[[ Task inputs open ]]

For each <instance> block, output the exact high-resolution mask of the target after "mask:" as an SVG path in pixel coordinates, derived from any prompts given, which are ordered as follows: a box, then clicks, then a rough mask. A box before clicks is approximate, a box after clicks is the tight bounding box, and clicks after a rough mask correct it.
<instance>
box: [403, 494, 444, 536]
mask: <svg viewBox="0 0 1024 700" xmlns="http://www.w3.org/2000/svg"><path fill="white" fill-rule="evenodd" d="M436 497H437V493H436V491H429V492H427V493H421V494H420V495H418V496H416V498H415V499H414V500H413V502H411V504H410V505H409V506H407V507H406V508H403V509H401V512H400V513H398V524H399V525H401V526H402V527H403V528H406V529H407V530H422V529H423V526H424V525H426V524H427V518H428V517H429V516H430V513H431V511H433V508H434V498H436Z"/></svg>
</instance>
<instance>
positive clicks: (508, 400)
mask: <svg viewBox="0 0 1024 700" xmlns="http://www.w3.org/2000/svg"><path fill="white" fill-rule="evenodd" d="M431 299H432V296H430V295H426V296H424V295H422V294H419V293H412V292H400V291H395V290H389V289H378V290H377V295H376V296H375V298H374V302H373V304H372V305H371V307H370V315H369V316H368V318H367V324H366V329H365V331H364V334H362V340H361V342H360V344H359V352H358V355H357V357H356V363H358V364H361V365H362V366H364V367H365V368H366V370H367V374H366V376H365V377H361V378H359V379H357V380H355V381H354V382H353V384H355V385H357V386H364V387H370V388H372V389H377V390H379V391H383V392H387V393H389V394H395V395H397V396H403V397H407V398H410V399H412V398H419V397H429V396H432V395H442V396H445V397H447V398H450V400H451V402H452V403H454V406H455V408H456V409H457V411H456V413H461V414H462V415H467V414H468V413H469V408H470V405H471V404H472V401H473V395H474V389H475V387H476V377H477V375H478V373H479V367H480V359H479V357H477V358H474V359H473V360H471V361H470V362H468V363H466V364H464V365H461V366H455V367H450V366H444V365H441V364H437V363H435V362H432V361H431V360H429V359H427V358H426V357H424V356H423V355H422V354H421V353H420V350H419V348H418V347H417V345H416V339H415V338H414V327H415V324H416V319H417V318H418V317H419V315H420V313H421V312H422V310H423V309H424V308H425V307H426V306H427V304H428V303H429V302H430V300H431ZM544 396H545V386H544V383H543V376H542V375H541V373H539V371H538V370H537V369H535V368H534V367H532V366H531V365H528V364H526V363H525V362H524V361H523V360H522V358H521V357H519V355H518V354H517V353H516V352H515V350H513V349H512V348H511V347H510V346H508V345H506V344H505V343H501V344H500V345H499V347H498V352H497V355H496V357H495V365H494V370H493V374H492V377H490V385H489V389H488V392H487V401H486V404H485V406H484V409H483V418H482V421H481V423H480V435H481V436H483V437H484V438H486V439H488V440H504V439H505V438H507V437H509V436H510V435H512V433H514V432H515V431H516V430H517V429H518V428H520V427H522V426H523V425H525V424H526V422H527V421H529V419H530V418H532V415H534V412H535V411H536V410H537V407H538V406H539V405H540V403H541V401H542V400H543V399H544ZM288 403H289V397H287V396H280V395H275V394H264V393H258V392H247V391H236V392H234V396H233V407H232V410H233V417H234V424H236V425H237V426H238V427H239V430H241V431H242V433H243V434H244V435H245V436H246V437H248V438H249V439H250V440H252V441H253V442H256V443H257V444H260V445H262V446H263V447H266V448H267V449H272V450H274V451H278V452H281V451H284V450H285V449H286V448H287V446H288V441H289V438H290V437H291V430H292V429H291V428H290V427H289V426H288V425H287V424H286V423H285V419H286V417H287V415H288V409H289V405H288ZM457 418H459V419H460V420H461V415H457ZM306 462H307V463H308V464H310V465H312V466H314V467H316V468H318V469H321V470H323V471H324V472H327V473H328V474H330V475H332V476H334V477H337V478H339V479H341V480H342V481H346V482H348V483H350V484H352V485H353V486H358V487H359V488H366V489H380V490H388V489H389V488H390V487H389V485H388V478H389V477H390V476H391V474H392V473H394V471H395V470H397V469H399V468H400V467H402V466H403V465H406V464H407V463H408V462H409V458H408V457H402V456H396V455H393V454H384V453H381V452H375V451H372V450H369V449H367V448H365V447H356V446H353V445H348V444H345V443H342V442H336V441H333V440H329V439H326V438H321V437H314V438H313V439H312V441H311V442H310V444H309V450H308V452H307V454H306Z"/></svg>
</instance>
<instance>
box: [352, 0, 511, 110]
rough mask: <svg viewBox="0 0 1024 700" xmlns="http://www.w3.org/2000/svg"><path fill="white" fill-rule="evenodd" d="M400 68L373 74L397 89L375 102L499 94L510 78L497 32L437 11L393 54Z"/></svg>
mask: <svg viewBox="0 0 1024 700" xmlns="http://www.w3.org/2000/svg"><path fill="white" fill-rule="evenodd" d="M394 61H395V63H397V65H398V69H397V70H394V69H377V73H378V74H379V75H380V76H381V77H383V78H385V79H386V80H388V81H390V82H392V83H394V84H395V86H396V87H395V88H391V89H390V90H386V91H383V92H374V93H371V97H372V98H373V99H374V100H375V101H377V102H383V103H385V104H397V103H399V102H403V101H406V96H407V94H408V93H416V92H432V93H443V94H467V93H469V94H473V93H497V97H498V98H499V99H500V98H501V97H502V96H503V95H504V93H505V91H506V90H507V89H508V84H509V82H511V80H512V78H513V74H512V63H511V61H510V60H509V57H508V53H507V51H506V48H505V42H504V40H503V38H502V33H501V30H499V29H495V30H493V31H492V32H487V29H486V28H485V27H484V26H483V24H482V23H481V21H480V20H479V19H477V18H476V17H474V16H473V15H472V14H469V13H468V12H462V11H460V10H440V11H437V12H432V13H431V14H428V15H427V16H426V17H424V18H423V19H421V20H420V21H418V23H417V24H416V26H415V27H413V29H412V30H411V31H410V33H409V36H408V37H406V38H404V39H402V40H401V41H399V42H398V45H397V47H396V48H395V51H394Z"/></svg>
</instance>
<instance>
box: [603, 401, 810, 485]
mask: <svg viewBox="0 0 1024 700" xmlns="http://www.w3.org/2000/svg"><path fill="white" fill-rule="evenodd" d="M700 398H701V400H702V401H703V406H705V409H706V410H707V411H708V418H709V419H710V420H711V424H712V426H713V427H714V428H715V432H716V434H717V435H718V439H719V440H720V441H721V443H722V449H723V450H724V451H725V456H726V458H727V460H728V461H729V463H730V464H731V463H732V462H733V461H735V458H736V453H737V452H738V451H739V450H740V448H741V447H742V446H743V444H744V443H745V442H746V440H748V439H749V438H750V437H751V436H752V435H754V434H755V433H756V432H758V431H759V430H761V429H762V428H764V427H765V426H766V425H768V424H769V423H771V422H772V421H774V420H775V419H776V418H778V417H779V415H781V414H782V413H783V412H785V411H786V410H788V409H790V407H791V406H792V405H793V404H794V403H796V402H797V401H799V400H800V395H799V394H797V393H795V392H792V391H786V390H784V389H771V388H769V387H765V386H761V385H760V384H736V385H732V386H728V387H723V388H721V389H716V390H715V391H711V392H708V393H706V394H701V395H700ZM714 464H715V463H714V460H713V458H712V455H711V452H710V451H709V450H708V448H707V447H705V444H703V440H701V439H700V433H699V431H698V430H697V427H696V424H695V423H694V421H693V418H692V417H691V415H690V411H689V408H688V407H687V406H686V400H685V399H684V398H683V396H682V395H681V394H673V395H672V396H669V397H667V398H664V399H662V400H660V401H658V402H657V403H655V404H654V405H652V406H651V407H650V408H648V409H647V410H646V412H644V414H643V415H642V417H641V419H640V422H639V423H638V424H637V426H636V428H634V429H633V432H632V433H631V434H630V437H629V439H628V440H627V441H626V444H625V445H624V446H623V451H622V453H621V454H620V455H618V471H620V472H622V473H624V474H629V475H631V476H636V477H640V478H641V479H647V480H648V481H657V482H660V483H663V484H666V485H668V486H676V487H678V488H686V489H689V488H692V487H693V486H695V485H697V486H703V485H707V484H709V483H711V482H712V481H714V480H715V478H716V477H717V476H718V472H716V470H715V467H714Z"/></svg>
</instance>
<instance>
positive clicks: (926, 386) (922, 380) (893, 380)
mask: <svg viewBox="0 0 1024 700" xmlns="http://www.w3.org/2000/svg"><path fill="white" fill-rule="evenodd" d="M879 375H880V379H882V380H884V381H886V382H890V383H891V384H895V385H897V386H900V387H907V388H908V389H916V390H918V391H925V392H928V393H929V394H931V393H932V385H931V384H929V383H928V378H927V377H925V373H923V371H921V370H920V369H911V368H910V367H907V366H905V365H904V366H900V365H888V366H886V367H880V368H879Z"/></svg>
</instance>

[[ Task inputs closed ]]

Put the items from the start through the line containing "positive clicks: (508, 400)" into a JSON list of strings, one string per line and blank lines left out. Include nothing past that line.

### Worked solution:
[
  "For each <instance> block, output the exact high-resolution mask of the target after \"mask:\" as an SVG path in pixel coordinates, derived from any prompts given, which are ordered as follows: a box, then clicks, then a rough mask. A box before clicks is approximate, a box after clicks is the tight bounding box, and clicks after a rough mask correct it.",
  "<instance>",
  "box: [403, 494, 444, 536]",
  "mask: <svg viewBox=\"0 0 1024 700\" xmlns=\"http://www.w3.org/2000/svg\"><path fill=\"white\" fill-rule=\"evenodd\" d=\"M436 497H437V493H436V491H429V492H427V493H421V494H420V495H418V496H416V498H415V499H414V500H413V502H411V504H410V505H409V506H407V507H406V508H403V509H401V512H400V513H398V524H399V525H401V526H402V527H403V528H406V529H407V530H422V529H423V526H424V525H426V524H427V518H428V517H429V516H430V513H431V511H433V508H434V498H436Z\"/></svg>",
  "</instance>",
  "<instance>",
  "positive clicks: (508, 400)"
]